_Free-text object descriptions_
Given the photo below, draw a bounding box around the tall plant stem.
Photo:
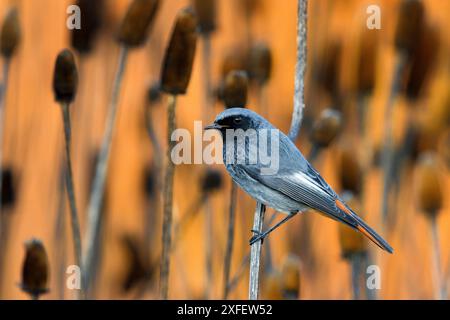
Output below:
[83,47,129,292]
[349,253,363,300]
[0,59,11,294]
[381,52,407,225]
[223,182,237,299]
[289,0,308,141]
[144,104,162,253]
[60,101,83,299]
[160,94,177,299]
[248,0,307,300]
[429,214,445,300]
[0,59,11,218]
[201,34,214,298]
[54,164,67,299]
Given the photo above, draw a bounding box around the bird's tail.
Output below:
[334,199,393,254]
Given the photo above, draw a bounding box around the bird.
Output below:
[204,108,393,253]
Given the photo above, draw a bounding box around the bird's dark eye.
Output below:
[233,117,242,125]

_Your assignment_
Please return the entries above exactly as they appear, but without the pictures.

_Response area_
Given the photo below, draw a bounding box around the tall plant stem.
Photo:
Output below:
[83,47,129,292]
[349,253,363,300]
[0,59,11,294]
[381,52,407,225]
[223,182,237,299]
[289,0,308,141]
[144,104,162,253]
[60,101,83,299]
[160,94,177,299]
[248,0,307,300]
[429,214,445,300]
[0,59,11,218]
[201,34,214,298]
[54,164,67,299]
Given the photo above, draw a bounding box around the bird's tail.
Output below:
[334,199,393,254]
Given the photo above, draw a bounding box around the bird.
Output below:
[204,108,393,253]
Given the photo above, draw a bounding box around the bird's dark eye.
Output below:
[233,117,242,125]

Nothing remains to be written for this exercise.